-- Texte de référence --
'''
IV. Mais, au-moins ne reconnoissoient-ils point la grace ? Philon, qui vivoit au tems de J. C. disoit, que comme les ténebres s’écartent lorsque le soleil remonte sur l’horison, de même lorsque le soleil divin éclaire une ame, son ignorance se dissipe, & la connoissance y entre. Mais ce sont-là des termes généraux, qui décident d’autant moins la question, qu’il ne paroît pas par l’Evangile, que la grace régénérante fût connue en ces tems-là des docteurs Juifs ; puisque Nicodème n’en avoit aucune idée, & que les autres ne savoient pas même qu’il y eût un Saint-Esprit, dont les opérations sont si nécessaires pour la conversion.
'''
-- Document source --
'''
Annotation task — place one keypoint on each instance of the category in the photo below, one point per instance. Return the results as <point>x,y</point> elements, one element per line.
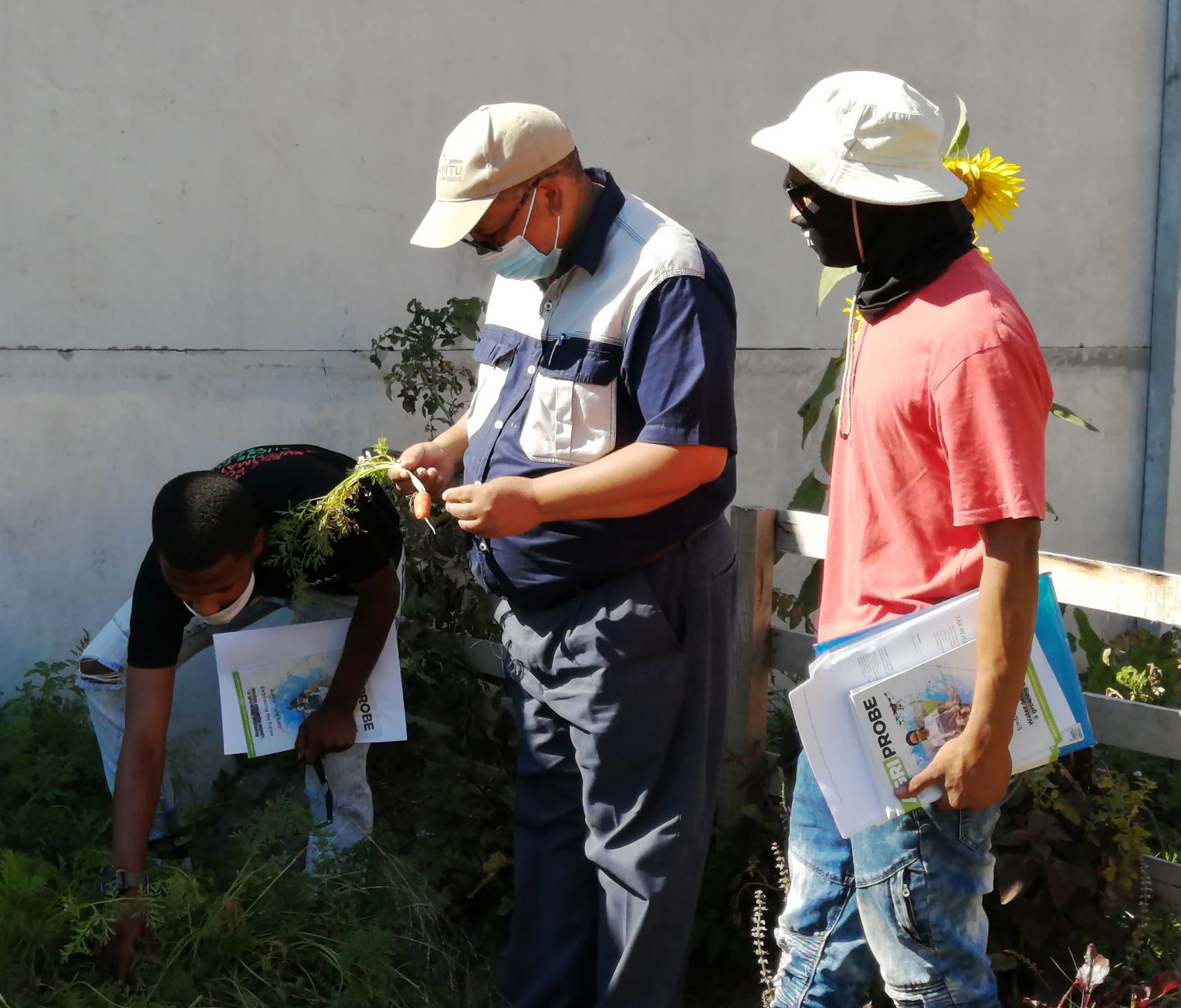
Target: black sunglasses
<point>495,245</point>
<point>796,191</point>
'''
-- Énoncé du problème --
Pouvez-vous restituer mot pour mot, dans le texte sur Philon et la grâce, le passage qui s’ouvre sur les mots contenant « IV. Mais, au-moins » et se referme sur « pour la conversion. » ? Vous n’aurez pas besoin de ce matériel.

-- Corrigé --
IV. Mais, au-moins ne reconnoissoient-ils point la grace ? Philon, qui vivoit au tems de J. C. disoit, que comme les ténebres s’écartent lorsque le soleil remonte sur l’horison, de même lorsque le soleil divin éclaire une ame, son ignorance se dissipe, & la connoissance y entre. Mais ce sont-là des termes généraux, qui décident d’autant moins la question, qu’il ne paroît pas par l’Evangile, que la grace régénérante fût connue en ces tems-là des docteurs Juifs ; puisque Nicodème n’en avoit aucune idée, & que les autres ne savoient pas même qu’il y eût un Saint-Esprit, dont les opérations sont si nécessaires pour la conversion.